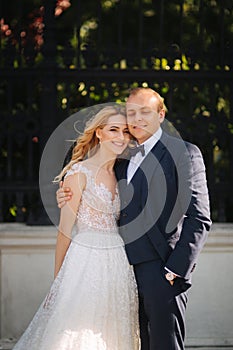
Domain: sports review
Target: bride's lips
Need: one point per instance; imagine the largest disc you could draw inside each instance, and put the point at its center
(119, 144)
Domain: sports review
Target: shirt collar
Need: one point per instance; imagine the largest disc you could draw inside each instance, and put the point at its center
(150, 143)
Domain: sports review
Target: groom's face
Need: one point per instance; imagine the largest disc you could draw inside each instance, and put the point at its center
(143, 115)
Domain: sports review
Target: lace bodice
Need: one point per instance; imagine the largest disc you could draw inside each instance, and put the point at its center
(98, 209)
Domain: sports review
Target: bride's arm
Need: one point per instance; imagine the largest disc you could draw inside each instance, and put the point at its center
(68, 214)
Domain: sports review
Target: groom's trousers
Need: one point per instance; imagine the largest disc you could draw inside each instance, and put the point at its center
(161, 308)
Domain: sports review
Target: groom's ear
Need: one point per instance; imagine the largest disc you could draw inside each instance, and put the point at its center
(162, 115)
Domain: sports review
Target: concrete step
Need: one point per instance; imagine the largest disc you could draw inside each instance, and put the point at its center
(7, 344)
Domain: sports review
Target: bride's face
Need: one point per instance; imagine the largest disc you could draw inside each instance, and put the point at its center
(114, 136)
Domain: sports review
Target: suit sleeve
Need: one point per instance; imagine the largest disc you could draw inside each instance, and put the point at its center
(196, 222)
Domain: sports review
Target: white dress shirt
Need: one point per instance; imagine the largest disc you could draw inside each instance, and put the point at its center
(136, 160)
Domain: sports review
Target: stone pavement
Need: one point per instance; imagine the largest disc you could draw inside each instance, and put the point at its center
(7, 344)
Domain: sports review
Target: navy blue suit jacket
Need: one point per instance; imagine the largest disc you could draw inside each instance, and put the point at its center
(165, 208)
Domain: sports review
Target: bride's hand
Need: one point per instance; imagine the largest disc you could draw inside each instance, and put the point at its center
(63, 195)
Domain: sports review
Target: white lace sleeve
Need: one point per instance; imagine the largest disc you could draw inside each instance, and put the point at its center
(73, 170)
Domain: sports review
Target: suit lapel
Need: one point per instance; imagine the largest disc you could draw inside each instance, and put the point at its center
(152, 160)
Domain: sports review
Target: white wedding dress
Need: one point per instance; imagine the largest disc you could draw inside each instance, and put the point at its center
(92, 303)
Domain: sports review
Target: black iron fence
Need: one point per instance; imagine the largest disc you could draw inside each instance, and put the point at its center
(51, 67)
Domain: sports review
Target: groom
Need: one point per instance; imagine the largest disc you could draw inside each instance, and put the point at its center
(164, 219)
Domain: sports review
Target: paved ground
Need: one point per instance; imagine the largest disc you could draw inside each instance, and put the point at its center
(7, 344)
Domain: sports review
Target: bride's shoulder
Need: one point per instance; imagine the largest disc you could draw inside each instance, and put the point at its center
(77, 168)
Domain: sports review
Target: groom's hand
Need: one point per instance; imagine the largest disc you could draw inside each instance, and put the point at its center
(63, 195)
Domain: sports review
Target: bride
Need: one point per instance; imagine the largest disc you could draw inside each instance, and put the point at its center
(92, 303)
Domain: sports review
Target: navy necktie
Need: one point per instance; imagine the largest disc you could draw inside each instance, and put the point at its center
(133, 151)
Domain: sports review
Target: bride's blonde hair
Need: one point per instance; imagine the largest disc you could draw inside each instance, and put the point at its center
(87, 143)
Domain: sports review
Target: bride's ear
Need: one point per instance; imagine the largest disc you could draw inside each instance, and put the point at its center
(98, 134)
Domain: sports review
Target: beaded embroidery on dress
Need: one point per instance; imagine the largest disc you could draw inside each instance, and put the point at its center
(93, 302)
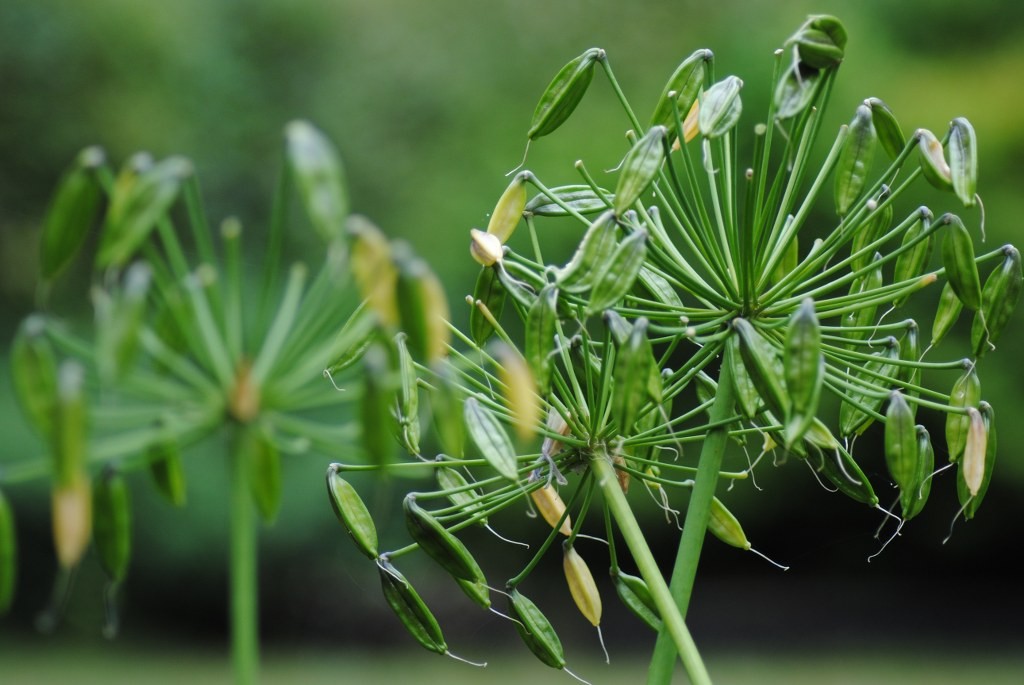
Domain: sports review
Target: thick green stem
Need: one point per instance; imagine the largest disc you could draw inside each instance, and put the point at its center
(674, 626)
(245, 640)
(694, 527)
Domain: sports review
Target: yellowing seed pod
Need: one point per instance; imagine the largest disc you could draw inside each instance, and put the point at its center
(320, 176)
(520, 391)
(582, 585)
(373, 269)
(351, 512)
(552, 509)
(72, 511)
(508, 211)
(8, 555)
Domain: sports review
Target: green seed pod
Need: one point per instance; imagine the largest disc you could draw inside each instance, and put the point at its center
(796, 90)
(491, 294)
(34, 374)
(724, 525)
(681, 90)
(459, 491)
(634, 362)
(720, 108)
(536, 630)
(582, 585)
(351, 512)
(901, 442)
(966, 392)
(131, 217)
(633, 591)
(659, 288)
(508, 211)
(540, 336)
(879, 221)
(491, 438)
(957, 257)
(970, 501)
(640, 167)
(408, 399)
(321, 178)
(373, 269)
(998, 299)
(262, 469)
(964, 161)
(8, 555)
(890, 134)
(119, 319)
(563, 93)
(439, 545)
(841, 469)
(70, 426)
(71, 214)
(591, 257)
(805, 368)
(168, 473)
(855, 160)
(446, 411)
(911, 263)
(422, 307)
(933, 160)
(613, 283)
(375, 407)
(112, 523)
(820, 41)
(758, 357)
(581, 199)
(411, 608)
(946, 313)
(747, 393)
(912, 500)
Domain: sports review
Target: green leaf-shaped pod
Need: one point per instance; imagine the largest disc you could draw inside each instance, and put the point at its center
(137, 204)
(681, 90)
(491, 438)
(351, 512)
(720, 108)
(411, 608)
(998, 300)
(855, 160)
(536, 630)
(321, 178)
(890, 134)
(640, 167)
(563, 93)
(957, 257)
(71, 214)
(112, 523)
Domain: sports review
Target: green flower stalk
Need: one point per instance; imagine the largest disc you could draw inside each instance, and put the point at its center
(701, 268)
(181, 354)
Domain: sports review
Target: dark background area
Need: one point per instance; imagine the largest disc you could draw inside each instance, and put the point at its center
(428, 104)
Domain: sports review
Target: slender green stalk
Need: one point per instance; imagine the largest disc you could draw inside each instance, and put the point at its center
(245, 632)
(694, 527)
(674, 626)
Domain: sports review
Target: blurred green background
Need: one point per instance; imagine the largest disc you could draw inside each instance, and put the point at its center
(428, 103)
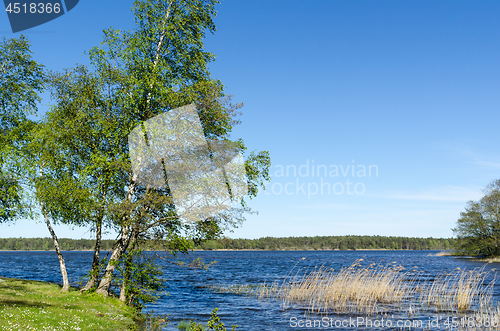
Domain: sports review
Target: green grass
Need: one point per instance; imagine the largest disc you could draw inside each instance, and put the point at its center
(32, 305)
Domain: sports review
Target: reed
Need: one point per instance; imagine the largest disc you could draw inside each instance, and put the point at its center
(378, 289)
(355, 289)
(459, 291)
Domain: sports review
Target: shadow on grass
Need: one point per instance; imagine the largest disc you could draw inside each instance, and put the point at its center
(22, 303)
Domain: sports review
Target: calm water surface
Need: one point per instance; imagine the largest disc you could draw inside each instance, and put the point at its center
(189, 298)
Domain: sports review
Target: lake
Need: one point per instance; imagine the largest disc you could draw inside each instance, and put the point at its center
(190, 297)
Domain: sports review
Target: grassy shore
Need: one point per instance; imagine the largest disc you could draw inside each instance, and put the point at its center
(33, 305)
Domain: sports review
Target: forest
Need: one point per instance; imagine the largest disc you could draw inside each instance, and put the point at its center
(267, 243)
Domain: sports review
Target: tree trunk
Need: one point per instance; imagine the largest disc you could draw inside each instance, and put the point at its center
(94, 271)
(118, 251)
(127, 273)
(58, 251)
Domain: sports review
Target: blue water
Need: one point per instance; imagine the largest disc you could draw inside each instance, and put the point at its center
(189, 298)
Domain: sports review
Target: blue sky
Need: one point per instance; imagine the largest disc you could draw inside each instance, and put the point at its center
(410, 88)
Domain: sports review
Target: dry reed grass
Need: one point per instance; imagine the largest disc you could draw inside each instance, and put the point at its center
(377, 289)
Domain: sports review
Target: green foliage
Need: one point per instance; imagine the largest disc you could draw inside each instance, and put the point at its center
(213, 323)
(478, 228)
(270, 243)
(34, 305)
(21, 81)
(45, 244)
(142, 278)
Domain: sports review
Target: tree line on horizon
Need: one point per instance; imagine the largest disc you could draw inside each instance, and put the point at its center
(266, 243)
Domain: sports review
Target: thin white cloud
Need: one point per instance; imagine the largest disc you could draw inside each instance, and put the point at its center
(447, 193)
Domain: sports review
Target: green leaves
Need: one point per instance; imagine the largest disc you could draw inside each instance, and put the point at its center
(21, 81)
(478, 228)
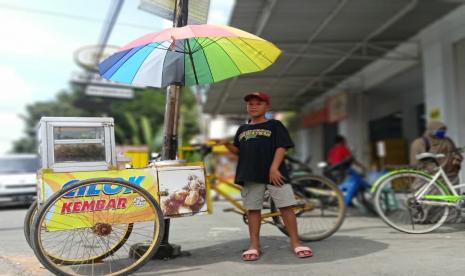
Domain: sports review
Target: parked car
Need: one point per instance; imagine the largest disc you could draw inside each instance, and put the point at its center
(18, 183)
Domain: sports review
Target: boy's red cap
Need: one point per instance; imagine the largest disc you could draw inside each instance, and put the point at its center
(260, 95)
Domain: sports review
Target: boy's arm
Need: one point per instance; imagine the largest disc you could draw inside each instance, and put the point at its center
(276, 177)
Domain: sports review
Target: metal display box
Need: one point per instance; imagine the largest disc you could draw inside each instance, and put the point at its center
(68, 144)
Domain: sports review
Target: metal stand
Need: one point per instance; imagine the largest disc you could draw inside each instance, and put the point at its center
(170, 139)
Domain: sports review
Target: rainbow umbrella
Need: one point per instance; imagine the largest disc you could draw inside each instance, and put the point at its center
(190, 55)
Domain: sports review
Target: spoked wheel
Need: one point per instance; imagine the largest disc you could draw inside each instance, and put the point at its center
(113, 233)
(28, 219)
(397, 205)
(320, 208)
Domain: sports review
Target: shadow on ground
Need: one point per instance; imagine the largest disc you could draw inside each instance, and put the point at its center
(275, 251)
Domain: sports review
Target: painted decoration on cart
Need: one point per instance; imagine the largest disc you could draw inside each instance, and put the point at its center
(111, 203)
(183, 190)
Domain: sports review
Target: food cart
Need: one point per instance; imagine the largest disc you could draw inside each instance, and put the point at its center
(92, 213)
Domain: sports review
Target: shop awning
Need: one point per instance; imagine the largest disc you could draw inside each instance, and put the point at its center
(323, 43)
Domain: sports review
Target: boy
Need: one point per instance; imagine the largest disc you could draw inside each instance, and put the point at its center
(261, 145)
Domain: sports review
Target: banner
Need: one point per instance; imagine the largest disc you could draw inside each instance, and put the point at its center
(98, 202)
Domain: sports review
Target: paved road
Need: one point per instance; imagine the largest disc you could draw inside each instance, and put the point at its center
(363, 246)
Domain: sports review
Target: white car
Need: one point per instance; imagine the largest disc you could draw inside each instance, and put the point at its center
(18, 183)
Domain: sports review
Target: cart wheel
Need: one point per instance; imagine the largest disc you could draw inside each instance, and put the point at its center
(112, 233)
(28, 219)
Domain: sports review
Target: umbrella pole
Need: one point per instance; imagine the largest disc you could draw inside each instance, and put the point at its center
(170, 139)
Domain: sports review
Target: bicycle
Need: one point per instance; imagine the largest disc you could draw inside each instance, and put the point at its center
(414, 201)
(320, 210)
(354, 187)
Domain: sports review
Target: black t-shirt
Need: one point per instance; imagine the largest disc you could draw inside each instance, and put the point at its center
(257, 144)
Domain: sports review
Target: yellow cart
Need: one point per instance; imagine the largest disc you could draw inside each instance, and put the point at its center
(92, 215)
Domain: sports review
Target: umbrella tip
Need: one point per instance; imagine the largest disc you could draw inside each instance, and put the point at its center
(173, 44)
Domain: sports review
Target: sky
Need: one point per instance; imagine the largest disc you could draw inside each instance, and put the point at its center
(40, 37)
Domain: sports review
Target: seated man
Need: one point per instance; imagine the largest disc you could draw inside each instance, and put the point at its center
(434, 140)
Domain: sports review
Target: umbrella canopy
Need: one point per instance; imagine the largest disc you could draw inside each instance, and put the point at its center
(190, 55)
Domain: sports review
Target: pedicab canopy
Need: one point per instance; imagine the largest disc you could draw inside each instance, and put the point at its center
(73, 149)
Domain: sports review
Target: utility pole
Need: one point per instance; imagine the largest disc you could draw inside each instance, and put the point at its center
(170, 130)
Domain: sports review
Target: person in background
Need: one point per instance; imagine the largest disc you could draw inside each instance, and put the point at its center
(339, 151)
(434, 140)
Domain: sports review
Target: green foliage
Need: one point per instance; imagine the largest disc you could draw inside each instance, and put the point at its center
(137, 121)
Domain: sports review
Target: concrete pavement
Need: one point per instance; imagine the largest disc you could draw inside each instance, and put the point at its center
(363, 246)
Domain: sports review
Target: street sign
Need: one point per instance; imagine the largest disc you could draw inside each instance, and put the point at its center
(86, 57)
(87, 78)
(198, 9)
(109, 92)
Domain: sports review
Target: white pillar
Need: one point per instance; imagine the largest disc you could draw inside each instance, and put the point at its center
(355, 128)
(444, 68)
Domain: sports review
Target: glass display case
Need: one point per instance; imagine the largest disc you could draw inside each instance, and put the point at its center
(76, 143)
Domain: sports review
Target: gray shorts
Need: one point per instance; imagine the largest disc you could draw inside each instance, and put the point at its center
(253, 195)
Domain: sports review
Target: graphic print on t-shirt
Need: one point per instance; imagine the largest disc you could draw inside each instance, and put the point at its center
(253, 133)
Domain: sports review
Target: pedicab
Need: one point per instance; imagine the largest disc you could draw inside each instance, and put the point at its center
(95, 216)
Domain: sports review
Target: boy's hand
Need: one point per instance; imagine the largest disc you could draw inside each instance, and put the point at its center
(276, 177)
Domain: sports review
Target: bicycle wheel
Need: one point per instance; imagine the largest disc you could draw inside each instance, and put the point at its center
(397, 206)
(112, 235)
(28, 219)
(320, 208)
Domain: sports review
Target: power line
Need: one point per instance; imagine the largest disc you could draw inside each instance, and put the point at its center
(69, 16)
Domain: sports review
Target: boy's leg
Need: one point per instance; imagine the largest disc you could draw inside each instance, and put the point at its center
(254, 218)
(252, 194)
(290, 222)
(283, 197)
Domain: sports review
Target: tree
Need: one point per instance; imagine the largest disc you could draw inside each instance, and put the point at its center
(137, 121)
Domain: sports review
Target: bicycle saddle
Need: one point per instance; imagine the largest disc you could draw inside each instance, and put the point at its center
(429, 155)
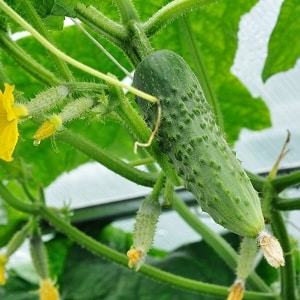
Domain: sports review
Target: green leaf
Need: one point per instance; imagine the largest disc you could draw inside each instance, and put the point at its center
(216, 28)
(94, 278)
(284, 43)
(11, 222)
(58, 250)
(17, 288)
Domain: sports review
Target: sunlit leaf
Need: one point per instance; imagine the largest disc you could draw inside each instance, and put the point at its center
(216, 28)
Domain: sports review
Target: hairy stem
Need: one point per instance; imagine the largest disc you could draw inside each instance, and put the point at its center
(9, 11)
(218, 244)
(51, 215)
(27, 62)
(282, 182)
(127, 11)
(171, 11)
(39, 25)
(100, 23)
(113, 163)
(287, 203)
(288, 288)
(16, 203)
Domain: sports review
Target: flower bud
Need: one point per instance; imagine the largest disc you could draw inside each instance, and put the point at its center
(237, 290)
(144, 230)
(247, 254)
(47, 290)
(271, 249)
(48, 128)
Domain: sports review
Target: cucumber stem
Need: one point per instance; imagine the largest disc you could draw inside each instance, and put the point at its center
(39, 25)
(288, 275)
(16, 17)
(171, 11)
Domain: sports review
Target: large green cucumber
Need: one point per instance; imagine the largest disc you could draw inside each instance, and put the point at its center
(195, 145)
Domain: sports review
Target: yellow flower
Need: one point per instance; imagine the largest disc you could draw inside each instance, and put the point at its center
(236, 290)
(136, 258)
(9, 116)
(48, 128)
(3, 261)
(271, 249)
(47, 290)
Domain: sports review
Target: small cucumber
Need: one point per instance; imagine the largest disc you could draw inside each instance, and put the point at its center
(194, 144)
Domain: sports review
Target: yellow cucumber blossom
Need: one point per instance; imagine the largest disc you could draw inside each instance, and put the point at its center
(47, 290)
(237, 290)
(271, 249)
(48, 128)
(10, 113)
(144, 230)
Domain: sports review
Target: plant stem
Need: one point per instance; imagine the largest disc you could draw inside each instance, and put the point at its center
(27, 62)
(8, 10)
(137, 126)
(287, 203)
(39, 25)
(171, 11)
(51, 215)
(106, 252)
(288, 288)
(127, 11)
(95, 19)
(282, 182)
(200, 69)
(258, 182)
(16, 203)
(220, 246)
(113, 163)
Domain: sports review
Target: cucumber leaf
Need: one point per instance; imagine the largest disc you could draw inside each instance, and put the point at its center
(216, 34)
(93, 278)
(284, 44)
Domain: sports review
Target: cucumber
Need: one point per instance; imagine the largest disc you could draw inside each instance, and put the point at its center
(195, 145)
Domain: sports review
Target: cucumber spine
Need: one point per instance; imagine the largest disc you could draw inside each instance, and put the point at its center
(194, 144)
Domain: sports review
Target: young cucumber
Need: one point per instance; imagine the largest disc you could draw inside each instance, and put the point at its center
(194, 144)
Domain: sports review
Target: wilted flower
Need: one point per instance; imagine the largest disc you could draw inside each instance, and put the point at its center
(48, 128)
(271, 249)
(236, 290)
(9, 117)
(136, 258)
(48, 291)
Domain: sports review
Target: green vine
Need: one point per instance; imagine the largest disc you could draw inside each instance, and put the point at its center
(73, 98)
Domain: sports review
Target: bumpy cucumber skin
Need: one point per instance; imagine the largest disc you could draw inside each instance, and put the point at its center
(194, 144)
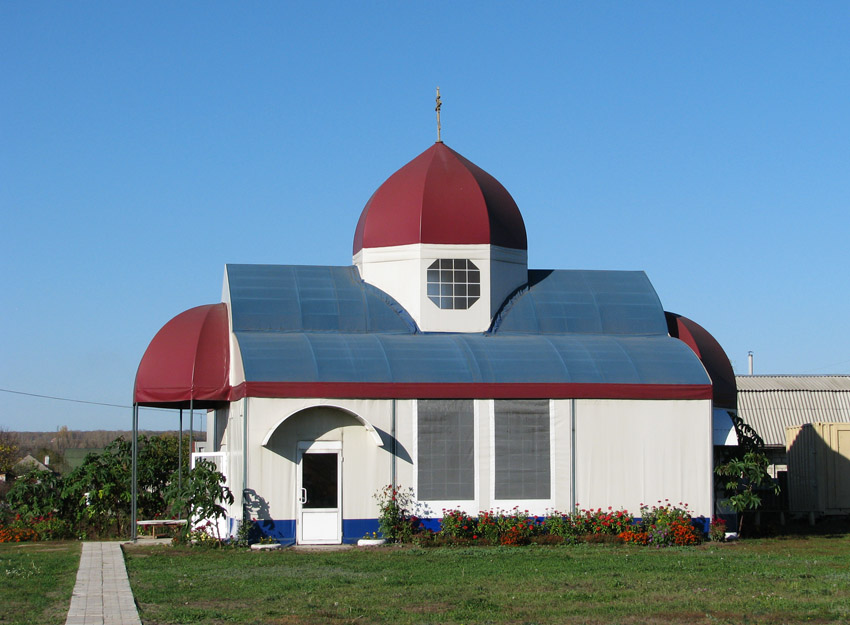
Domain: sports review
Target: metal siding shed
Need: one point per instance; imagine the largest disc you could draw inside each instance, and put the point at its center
(770, 403)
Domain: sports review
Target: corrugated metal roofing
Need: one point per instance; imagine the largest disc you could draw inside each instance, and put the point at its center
(322, 324)
(770, 403)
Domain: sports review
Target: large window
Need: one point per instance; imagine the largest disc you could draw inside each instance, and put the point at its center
(522, 450)
(453, 283)
(446, 451)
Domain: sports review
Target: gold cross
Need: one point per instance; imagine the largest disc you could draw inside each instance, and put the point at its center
(439, 104)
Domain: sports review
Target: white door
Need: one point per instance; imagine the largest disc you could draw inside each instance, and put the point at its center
(319, 493)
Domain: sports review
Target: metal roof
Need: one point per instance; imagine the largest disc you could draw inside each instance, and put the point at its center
(770, 403)
(324, 325)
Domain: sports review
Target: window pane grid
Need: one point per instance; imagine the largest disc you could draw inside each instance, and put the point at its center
(522, 462)
(445, 458)
(453, 283)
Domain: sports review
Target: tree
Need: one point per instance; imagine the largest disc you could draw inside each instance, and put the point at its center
(8, 449)
(743, 476)
(200, 496)
(37, 493)
(100, 487)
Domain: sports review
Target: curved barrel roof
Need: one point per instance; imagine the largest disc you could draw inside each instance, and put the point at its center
(303, 326)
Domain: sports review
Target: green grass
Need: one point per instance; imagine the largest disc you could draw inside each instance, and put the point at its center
(760, 581)
(36, 581)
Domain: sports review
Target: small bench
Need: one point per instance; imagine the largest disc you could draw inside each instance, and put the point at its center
(159, 523)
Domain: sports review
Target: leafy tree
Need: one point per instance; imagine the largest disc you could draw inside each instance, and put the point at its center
(201, 495)
(37, 493)
(100, 487)
(744, 476)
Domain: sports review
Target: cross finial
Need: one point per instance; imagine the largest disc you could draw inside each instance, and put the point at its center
(439, 104)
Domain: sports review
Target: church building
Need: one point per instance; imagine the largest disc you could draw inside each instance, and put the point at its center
(439, 362)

########################################

Aim: How many lines in the records contain the word "sleeve"? Reply with the number alone.

The completed task: 2